Propriedade privada, propriedade comum e propriedade intelectual (PI). A obra de Marisa Gandelman, “Poder e Conhecimento na Economia Global – o regime internacional da propriedade intelectual, da sua formação às regras de comércio atuais”, Ed. Civilização Brasileira, Rio de Janeiro – 2004 – 317 págs. - gira em torno do eixo formado pelos conceitos que suportam estes três tipos de relacionamentos entre os criadores, suas obras e a sociedade em que estão inseridos.



O livro, baseado na dissertação de Mestrado em Relações Internacionais da autora, defendida em maio de 2002, foi resultado de uma extensa pesquisa, na qual a mesma teve a oportunidade de mesclar as teorias em torno da propriedade em si com o desenvolvimento internacional da temática relacionada à PI. Em meio às inúmeras obras visitadas pela autora dois especialistas surgem como os que incutiram maior influência nas idéias e conclusões alcançadas ao final: Susan Strange, por intermédio das obras “Cave! Hic dragons: a critique of regime analysis” e “States and Markets” e C. B. Macpherson, em “Property, Mainstream and Critical Positions”.

Na jornada empreendida por Gandelman muito úteis serão ao leitor a trajetória histórica da regulamentação internacional da PI em dois de seus principais campos – patentes e direitos de autor. A propriedade intelectual protege uma vasta gama de direitos gerados a partir da inventividade do homem. Além dos dois supracitados temos marcas, indicações geográficas – quem já tomou Champagne entende do que eu estou dizendo -, desenhos industriais, topografia de circuitos integrados, softwares, belas artes, etc. “A propriedade intelectual, em outras palavras, é um direito de propriedade privada sobre os produtos da mente humana” (pág. 114). Para um leigo na matéria específica, mas com um relativo domínio das teorias de Relações Internacionais (RI), será como navegar num novo mundo que se descortina com grande potencial para estudos posteriores. Para aqueles que conhecem PI, será o aumento de seu conhecimento em nível de detalhe sobre o tema em questão, observado sob uma nova ótica, a internacionalista. Estes, portanto, são os dois públicos alvos da autora, ambos nos quais estou inserido.

★ ★ ★ ★

Tarefa A.
Quais direitos protegidos pela propriedade intelectual o artigo sobre propriedade intelectual enumera além das patentes e dos direitos de autor?
Tarefa B.
Prossiga com o artigo sobre propriedade intelectual a partir da última frase apresentada.

★ ★ ★ ★

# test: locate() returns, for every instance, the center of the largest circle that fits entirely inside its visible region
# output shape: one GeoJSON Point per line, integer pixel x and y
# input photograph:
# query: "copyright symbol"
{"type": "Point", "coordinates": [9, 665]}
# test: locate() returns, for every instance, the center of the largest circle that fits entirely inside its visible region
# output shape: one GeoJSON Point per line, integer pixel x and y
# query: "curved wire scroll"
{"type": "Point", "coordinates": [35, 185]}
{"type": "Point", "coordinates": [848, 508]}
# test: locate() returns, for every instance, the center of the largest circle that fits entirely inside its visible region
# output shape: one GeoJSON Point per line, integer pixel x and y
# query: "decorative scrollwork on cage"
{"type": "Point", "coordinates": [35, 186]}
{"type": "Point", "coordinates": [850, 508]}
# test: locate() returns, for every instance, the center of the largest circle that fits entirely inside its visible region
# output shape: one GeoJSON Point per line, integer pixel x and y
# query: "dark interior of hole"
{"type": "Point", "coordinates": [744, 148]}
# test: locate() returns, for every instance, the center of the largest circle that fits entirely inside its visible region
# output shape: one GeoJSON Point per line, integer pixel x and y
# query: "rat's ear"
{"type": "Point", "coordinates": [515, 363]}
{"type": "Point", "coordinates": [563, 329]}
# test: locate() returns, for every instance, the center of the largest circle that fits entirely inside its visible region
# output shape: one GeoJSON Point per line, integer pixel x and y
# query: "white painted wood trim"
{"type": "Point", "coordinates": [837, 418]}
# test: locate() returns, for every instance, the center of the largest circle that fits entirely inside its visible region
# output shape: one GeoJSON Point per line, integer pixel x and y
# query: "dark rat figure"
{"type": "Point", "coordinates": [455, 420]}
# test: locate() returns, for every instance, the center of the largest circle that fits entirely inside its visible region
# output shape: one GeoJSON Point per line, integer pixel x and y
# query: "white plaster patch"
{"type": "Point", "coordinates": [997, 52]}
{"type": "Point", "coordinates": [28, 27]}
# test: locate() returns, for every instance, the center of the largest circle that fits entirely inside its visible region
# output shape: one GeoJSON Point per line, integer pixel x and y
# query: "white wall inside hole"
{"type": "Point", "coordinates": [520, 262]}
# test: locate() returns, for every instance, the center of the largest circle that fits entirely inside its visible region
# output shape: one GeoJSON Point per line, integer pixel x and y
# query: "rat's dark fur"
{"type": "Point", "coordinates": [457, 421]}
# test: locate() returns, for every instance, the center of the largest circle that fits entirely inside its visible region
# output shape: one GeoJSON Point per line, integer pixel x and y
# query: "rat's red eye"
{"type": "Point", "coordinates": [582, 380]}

★ ★ ★ ★

Resposta A.
Marcas, indicações geográficas, desenhos industriais, topografia de circuitos integrados, softwares e belas artes.

Resposta B.
Tendo isso em mente faria duas críticas ao texto em termos de desenvolvimento – uma delas está diretamente relacionada ao viés adotada ex-ante pela pesquisadora; e outra na qual ela não tem “culpa”, digamos assim, pois foi prejudicada pelo timing histórico. Gandelman inicia sua dissertação abordando a Teoria dos Regimes. Tal fato já aponta para uma não-conformidade com o status quo vigente. Ao querer questionar como a sociedade atual lida – ou seja, o regime em voga – ela já induz um entendimento por parte do leitor de que este não deve ser adequado. Certamente as leituras de Strange e Macpherson influenciaram por esse tipo de abordagem. “Para Macpherson, a propriedade [...] é produto de circunstâncias históricas particulares e tem sua origem no surgimento da sociedade de mercado capitalista” (pág. 119). Mas o seu erro não está no fato de ter adotado uma determinada linha de pensamento. Todos têm o direito de pregar por uma determinada linha, porém numa obra que se diz científica, e que deveria pautar pela isenção de idéias a priori, o equívoco está em não explicitar isso desde o principio.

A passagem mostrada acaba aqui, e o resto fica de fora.